WHAT THE TASK REQUIRES:
Produce an exact copy of the lines from the line that contains "Task: for every instance of the fingers, drop" to the end of the listing below.

** begin INPUT DATA **

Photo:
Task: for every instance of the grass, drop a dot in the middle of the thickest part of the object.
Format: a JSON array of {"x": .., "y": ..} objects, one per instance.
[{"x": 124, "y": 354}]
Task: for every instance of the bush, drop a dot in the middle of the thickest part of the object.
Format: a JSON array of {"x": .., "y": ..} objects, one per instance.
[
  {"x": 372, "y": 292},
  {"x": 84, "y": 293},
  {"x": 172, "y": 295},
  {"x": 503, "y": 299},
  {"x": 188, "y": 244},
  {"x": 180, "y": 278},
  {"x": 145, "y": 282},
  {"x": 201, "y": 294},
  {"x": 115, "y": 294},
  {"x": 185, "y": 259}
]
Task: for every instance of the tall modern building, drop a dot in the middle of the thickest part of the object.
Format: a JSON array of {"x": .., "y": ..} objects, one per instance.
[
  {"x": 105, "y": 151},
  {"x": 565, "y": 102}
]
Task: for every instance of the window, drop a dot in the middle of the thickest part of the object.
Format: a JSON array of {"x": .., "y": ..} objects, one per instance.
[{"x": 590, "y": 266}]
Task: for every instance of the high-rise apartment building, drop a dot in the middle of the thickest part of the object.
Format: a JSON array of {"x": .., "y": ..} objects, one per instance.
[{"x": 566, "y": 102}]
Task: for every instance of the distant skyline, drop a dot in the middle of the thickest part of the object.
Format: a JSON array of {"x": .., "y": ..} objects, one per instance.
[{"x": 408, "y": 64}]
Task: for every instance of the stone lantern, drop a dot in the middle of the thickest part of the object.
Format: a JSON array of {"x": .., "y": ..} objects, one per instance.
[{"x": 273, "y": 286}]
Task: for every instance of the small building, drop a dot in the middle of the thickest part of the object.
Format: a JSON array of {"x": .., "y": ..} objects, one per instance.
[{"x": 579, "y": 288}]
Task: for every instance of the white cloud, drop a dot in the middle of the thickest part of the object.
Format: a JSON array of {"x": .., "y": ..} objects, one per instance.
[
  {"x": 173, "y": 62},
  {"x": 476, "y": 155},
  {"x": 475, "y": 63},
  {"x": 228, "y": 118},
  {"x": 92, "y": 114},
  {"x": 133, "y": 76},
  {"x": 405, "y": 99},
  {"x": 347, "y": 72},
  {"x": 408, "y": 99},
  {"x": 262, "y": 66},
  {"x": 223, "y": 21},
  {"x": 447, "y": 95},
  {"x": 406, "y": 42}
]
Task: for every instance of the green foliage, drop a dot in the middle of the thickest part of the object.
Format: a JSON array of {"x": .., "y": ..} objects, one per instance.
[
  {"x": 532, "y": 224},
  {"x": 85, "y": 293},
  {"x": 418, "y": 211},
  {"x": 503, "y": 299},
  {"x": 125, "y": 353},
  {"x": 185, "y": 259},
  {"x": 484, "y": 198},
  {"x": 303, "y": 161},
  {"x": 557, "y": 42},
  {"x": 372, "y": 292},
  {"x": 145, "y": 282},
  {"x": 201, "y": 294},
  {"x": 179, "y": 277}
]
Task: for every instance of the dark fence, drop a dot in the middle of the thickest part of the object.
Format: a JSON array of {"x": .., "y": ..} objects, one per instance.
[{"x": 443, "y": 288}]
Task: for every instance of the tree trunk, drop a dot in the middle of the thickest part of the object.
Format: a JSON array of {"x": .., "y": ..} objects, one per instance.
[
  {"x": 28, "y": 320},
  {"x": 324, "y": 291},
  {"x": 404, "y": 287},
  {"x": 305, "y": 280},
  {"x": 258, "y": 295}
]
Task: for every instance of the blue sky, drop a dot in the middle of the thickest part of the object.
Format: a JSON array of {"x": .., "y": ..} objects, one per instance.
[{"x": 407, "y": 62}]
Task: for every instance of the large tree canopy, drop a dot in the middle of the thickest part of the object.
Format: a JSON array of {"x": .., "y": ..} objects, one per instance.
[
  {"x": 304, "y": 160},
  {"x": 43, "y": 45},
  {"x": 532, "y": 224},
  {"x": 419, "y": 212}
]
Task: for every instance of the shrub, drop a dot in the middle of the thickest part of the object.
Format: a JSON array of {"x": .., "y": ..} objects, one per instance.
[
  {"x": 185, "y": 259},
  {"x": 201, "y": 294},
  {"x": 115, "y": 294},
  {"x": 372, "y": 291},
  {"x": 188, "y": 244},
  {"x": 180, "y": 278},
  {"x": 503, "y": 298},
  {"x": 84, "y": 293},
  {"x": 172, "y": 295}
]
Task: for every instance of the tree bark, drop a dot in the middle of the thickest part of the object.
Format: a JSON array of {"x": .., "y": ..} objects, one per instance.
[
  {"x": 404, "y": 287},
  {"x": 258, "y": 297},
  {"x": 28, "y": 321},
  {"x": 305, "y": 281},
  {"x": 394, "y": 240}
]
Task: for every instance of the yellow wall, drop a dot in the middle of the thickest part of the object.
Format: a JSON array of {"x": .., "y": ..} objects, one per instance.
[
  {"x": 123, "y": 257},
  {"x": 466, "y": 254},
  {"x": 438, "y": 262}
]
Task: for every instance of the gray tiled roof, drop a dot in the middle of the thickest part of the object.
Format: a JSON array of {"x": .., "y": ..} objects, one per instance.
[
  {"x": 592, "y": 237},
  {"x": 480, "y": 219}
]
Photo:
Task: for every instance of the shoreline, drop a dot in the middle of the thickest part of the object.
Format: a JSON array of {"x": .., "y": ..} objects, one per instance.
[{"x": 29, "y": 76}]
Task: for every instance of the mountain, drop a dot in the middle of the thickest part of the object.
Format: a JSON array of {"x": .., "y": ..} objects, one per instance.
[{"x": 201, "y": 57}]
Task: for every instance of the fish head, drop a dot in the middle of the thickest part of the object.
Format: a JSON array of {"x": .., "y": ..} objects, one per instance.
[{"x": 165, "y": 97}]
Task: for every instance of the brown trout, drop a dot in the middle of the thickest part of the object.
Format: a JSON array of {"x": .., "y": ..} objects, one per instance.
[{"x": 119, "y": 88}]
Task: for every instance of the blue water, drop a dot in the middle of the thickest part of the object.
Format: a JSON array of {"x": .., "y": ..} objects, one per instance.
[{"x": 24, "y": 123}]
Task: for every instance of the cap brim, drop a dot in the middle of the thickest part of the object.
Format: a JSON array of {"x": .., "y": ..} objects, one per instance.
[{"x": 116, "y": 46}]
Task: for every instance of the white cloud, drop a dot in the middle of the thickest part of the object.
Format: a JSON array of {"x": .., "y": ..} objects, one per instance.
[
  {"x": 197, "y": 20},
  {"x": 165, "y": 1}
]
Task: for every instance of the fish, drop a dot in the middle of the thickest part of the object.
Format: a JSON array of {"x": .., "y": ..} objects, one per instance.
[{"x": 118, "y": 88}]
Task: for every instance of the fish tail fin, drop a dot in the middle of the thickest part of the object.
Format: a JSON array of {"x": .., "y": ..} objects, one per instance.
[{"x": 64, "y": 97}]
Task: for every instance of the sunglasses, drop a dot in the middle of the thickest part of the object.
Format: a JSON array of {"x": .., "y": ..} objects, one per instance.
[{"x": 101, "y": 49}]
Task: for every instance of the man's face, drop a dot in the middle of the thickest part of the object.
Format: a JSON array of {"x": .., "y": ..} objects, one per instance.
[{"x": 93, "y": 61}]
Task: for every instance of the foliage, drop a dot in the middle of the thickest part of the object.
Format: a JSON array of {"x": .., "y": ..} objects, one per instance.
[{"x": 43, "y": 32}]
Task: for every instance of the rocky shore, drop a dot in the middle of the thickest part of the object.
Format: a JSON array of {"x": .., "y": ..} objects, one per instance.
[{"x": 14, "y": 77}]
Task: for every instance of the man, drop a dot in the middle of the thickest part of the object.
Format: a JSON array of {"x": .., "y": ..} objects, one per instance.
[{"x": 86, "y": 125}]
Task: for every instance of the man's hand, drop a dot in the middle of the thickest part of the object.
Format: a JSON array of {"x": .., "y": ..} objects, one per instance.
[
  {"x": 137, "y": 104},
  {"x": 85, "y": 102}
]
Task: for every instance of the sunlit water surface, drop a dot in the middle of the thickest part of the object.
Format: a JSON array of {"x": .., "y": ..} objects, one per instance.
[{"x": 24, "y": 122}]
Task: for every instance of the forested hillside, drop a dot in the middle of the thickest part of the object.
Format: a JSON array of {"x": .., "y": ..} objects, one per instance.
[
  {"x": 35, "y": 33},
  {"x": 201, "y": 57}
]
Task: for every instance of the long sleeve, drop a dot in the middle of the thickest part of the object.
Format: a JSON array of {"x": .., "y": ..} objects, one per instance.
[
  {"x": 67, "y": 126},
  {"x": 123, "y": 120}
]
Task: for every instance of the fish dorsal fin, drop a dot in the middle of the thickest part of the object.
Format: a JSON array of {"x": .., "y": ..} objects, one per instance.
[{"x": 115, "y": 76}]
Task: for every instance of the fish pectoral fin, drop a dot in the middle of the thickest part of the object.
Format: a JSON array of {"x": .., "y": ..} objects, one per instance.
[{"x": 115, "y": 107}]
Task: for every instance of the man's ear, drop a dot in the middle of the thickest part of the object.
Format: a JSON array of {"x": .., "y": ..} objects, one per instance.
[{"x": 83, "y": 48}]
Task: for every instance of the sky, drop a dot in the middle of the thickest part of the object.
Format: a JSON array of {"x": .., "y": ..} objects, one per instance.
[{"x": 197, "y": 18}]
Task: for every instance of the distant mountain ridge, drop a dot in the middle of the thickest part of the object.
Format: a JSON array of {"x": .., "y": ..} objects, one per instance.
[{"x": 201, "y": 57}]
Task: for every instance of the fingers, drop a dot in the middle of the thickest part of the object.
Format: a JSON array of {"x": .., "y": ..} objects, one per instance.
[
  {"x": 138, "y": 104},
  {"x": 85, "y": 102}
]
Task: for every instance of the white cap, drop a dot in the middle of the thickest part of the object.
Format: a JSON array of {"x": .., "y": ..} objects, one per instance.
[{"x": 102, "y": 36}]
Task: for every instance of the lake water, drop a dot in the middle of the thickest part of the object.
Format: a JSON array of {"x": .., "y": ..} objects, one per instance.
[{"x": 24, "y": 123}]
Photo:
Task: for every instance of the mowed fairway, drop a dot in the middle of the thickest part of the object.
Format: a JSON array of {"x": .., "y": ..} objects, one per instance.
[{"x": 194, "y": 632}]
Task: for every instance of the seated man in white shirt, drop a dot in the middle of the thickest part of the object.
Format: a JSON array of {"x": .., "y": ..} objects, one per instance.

** end INPUT DATA **

REPLY:
Task: for every instance of the fingers, drop a dot in the middle of the thickest part of the object.
Format: a JSON array of {"x": .., "y": ..} objects, one per instance.
[
  {"x": 138, "y": 104},
  {"x": 85, "y": 102}
]
Task: for every instance of the white cap, drop a dot in the middle of the thickest part of the object.
Format: a JSON array of {"x": .., "y": ..} objects, one per instance.
[{"x": 102, "y": 36}]
Task: for every instance of the lake water, drop a dot in the middle of the thickest part of the object.
Format: a JSON array of {"x": .., "y": ..} objects, one per instance.
[{"x": 24, "y": 123}]
Photo:
Task: for every instance of the mowed fairway, drop a dot in the middle of the thickest part of the object.
Format: a JSON array of {"x": .., "y": ..} objects, one per instance.
[{"x": 194, "y": 632}]
Task: for every instance of the seated man in white shirt, drop a dot in the middle of the thickest part of the object.
Format: a JSON array of {"x": .., "y": ..} objects, one per instance.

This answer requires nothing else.